What to do: Render every one of the records below as a numbered list, leaving out any blank lines.

Entries:
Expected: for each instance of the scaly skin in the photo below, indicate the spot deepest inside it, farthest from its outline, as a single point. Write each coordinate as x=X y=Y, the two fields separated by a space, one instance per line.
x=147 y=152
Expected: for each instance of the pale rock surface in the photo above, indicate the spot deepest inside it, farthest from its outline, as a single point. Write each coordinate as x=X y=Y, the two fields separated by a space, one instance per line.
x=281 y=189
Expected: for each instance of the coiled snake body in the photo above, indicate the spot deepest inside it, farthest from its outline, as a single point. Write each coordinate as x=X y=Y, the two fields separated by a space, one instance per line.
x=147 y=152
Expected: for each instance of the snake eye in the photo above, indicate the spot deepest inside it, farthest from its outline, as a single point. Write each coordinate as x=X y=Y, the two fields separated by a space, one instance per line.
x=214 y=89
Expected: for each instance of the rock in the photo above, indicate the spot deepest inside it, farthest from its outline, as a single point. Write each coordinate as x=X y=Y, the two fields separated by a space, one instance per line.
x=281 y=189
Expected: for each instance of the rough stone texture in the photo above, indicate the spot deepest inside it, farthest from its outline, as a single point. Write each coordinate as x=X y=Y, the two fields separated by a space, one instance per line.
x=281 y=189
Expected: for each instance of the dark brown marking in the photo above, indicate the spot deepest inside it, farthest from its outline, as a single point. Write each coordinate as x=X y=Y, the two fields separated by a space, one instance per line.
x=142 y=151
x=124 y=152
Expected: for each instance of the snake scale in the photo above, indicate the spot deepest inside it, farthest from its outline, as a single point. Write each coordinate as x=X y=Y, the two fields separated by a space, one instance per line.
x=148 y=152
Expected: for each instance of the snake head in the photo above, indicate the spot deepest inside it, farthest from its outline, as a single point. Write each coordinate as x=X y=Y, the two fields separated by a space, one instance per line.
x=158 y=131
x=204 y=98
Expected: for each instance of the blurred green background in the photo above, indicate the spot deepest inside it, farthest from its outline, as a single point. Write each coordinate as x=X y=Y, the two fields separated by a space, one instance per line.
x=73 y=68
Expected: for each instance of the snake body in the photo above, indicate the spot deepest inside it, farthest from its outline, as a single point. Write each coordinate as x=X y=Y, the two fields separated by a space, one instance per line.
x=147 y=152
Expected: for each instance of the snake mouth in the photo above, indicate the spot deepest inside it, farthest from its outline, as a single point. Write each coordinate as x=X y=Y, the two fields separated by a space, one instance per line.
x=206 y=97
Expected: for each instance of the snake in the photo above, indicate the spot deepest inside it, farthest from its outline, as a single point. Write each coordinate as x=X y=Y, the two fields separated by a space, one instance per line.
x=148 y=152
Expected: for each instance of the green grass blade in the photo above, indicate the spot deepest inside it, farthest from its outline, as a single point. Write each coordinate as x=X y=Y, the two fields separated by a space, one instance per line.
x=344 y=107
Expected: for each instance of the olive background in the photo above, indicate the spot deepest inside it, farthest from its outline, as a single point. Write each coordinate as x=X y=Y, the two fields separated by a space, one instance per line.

Correct output:
1. Expected: for each instance of the scaly skin in the photo below, indicate the spot deepest inside it, farthest from its outline, as a single point. Write each coordinate as x=X y=Y, the two fields separated by a space, one instance per line.
2. x=147 y=152
3. Expected: for each instance of the pale rock surface in the photo above, indicate the spot deepest inside it, farthest from its outline, as a single point. Write each coordinate as x=X y=Y, the two fields separated by a space, one instance per line.
4. x=281 y=189
5. Expected: for each instance of the coiled snake body in the photo above, indicate the spot deepest inside it, farthest from its outline, as a single point. Write each coordinate as x=X y=Y, the two fields separated by a space, one instance per line.
6. x=147 y=152
7. Expected: for each instance of the snake eye in the photo above, indicate the spot deepest inside it, farthest from its outline, as a single point. Write each coordinate as x=X y=Y, the two fields separated by a space, one instance per line.
8. x=214 y=89
9. Expected: for each instance of the rock in the photo above, indicate the spot deepest inside it, farthest from its outline, as a single point. Write each coordinate as x=X y=Y, the two fields separated by a space, one instance per line.
10. x=281 y=189
11. Expected: for each instance of the rough stone texture in the photo above, indicate the spot deepest inside it, farthest from its outline, as a single point. Write each coordinate as x=X y=Y, the two fields separated by a space, one instance per line.
12. x=281 y=189
13. Expected: for each instance of the dark brown marking in the photo above, indicate the spot deepest inside it, farthest from its outline, as a single point. Write each coordinate as x=X y=Y, the two fields separated by a space, one instance per line.
14. x=142 y=151
15. x=124 y=152
16. Expected: for each instance of the snake scale in the photo above, indicate the spot deepest inside it, farthest from its outline, as a single point. Write each coordinate as x=X y=Y, the two fields separated by a space, one instance per line.
17. x=148 y=152
18. Expected: for each instance of the snake head in the photo above, indicate the spot deepest inside it, farthest from its outline, as a single point. Write each coordinate as x=X y=Y, the two fields separated by a space, one instance per line.
19. x=158 y=131
20. x=204 y=98
21. Expected: for each instance of the blurred green background in the photo above, indicate the spot deepest inside it, farthest from its outline, as a single point. Write each coordinate as x=X y=Y, the two fields separated by a space, one instance per line.
22. x=73 y=68
23. Expected: for each instance of the snake body in the photo above, indicate the spot deepest inside it, farthest from its outline, as a single point. Write each coordinate as x=X y=Y, the two fields separated by a space, one instance per line.
24. x=147 y=152
25. Expected: for each instance of the snake mouth in the photo above, indicate the spot deepest inside it, farthest from its outline, as a single point. Write each coordinate as x=X y=Y, the two fields separated by a space, one instance per line.
26. x=206 y=97
27. Expected: for each instance of the snake in the photo above, indicate the spot deepest inside it, farthest from its outline, as a single point. Write each coordinate as x=X y=Y, the two fields separated by a space, one instance per line.
28. x=148 y=152
29. Expected: for each instance of the green grass blade in the photo above, indicate the spot deepest inside it, farthest from its outline, as a single point. Write each coordinate as x=X y=Y, the two fields separated by a space, one instance per line.
30. x=344 y=107
31. Expected: for each instance of the olive background in the photo above, indicate the spot deepest inside it, farthest from its outline, as a single point. Write each coordinate as x=X y=Y, the two fields separated by a space, one instance per line.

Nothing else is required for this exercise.